Writing is an act of faith for me, so is never giving up. My life has been an adventure often full of turmoil, but I keep writing throughout my days, although not paid at every instance, because I know that if I keep writing, I will stay alive. As if I am to scribe my life to God as a report to Him, so He can read from heaven of how my days and nights are spent.
There are sunshines and rainbows, and flowery moments and not everything is dark in my writing. But, when there is darkness inside me, I still write about it, to blog it, especially to God. My fear is not the perceptions of the reader anymore, but whether or not my writing serves its purpose to heal me. For once, my need to heal superseedes my desire to publish anything in this world. It is more important for me to write and write with good intention for the sake of my soul, than for the sake of commercialism or popularity.
I know a lot of writers want to have the literary agents and the contracts and publicity, and so do I, but I don't mind the wait and the process. I am allowing myself the journey to write, rather than ust becoming a writer with an overnight sensational story. It happens sometimes, a rags to riches story of a broken writer who suddenly becomes famous. I somehow know that I will not be as lucky, and I don't mind the work and education. Maybe, just maybe, that's what the literary bodies want to see, persistence and drive, instead of a miracle from God. They want to see the dose of reality, of a woman who is a living survivor, working through her daily struggles throughout her life with writing as her medicine. Perhaps, that's the proof the world needs, a survivor with her guts, blood, sweat and tears, pouring out with God at His mercy to give her the justice she deserves.
As long as I have these empty pages of my blogs, and the pen in my hand, I still feel alive. There is no money to compensate me, but the healing powers I feel inside is worth my time. This is why I will never give up, because everytime I write, there is a life force out of a mustard seed that grows inside of me, giving me the energy to keep on going. I don't mind the wait. I don't mind the journey. Just keep writing.

> **Exercise requirements**:
Copy out everything in the piece on writing from "I know a lot" down to "justice she deserves.", word for word.

> **Entries shown**:
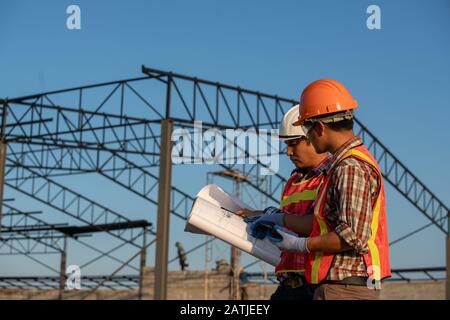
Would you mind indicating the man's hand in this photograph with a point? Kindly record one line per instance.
(262, 225)
(272, 215)
(288, 241)
(244, 213)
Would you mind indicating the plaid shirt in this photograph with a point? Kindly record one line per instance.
(351, 196)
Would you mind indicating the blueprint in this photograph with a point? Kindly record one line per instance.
(212, 214)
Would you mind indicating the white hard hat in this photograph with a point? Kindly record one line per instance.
(287, 130)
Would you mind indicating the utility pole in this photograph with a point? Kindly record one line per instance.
(142, 264)
(3, 150)
(164, 188)
(62, 270)
(447, 287)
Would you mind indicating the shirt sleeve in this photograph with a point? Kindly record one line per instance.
(354, 194)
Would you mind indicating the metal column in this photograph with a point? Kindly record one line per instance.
(62, 270)
(165, 182)
(142, 265)
(3, 149)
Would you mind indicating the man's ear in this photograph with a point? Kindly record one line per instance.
(320, 127)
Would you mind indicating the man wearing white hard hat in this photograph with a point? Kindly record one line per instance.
(298, 197)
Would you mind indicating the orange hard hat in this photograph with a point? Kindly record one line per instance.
(323, 97)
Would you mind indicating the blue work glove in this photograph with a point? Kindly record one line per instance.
(287, 241)
(263, 224)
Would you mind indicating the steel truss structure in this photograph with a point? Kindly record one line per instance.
(120, 131)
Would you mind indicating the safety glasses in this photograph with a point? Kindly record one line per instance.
(307, 127)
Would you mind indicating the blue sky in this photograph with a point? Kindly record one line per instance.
(400, 74)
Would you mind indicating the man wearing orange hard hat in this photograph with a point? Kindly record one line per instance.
(348, 241)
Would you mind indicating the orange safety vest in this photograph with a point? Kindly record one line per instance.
(297, 198)
(377, 259)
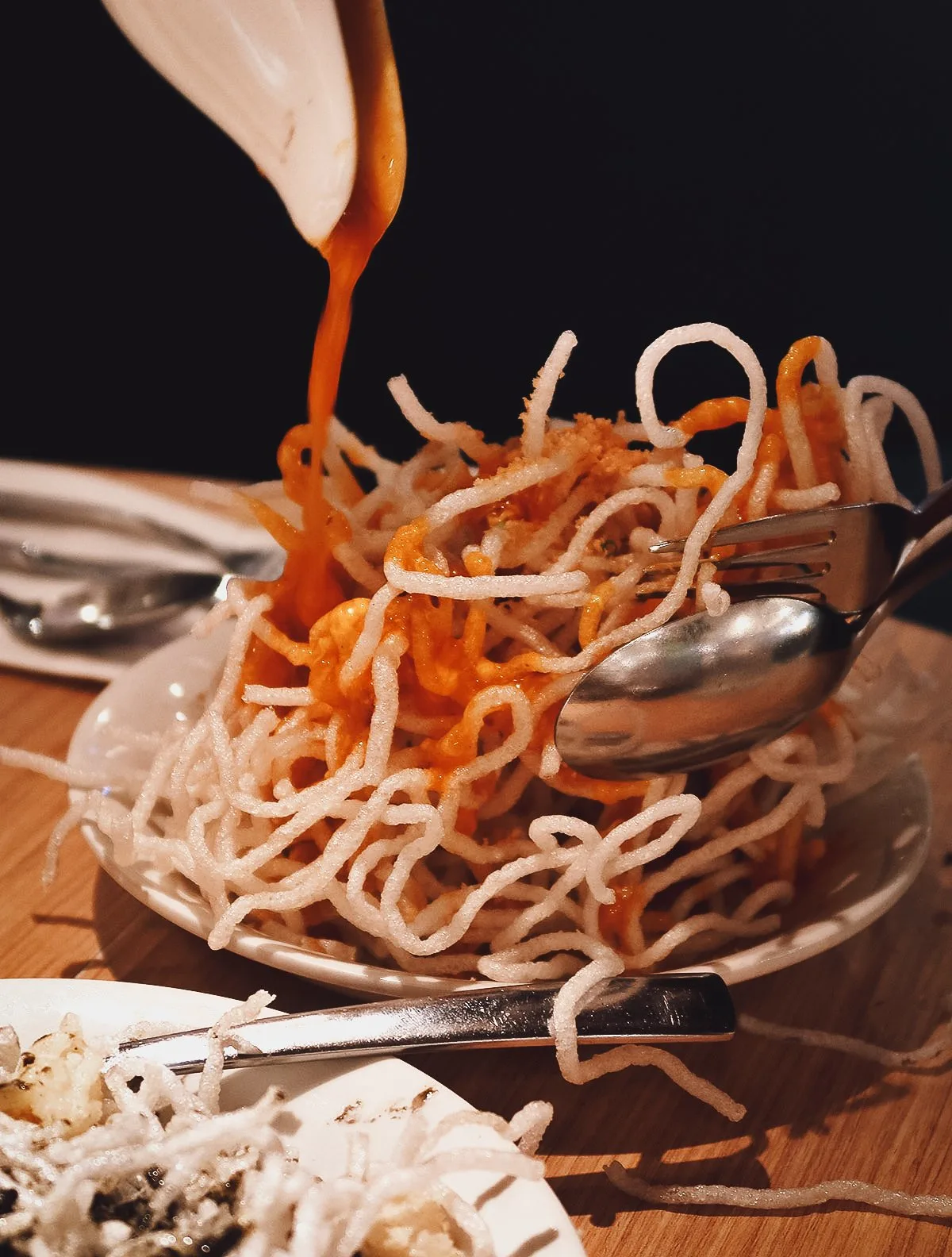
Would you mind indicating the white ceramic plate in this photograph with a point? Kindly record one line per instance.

> **Task result**:
I know a lot of writers want to have the literary agents and the contracts and publicity, and so do I, but I don't mind the wait and the process. I am allowing myself the journey to write, rather than ust becoming a writer with an overnight sensational story. It happens sometimes, a rags to riches story of a broken writer who suddenly becomes famous. I somehow know that I will not be as lucky, and I don't mind the work and education. Maybe, just maybe, that's what the literary bodies want to see, persistence and drive, instead of a miracle from God. They want to see the dose of reality, of a woman who is a living survivor, working through her daily struggles throughout her life with writing as her medicine. Perhaps, that's the proof the world needs, a survivor with her guts, blood, sweat and tears, pouring out with God at His mercy to give her the justice she deserves.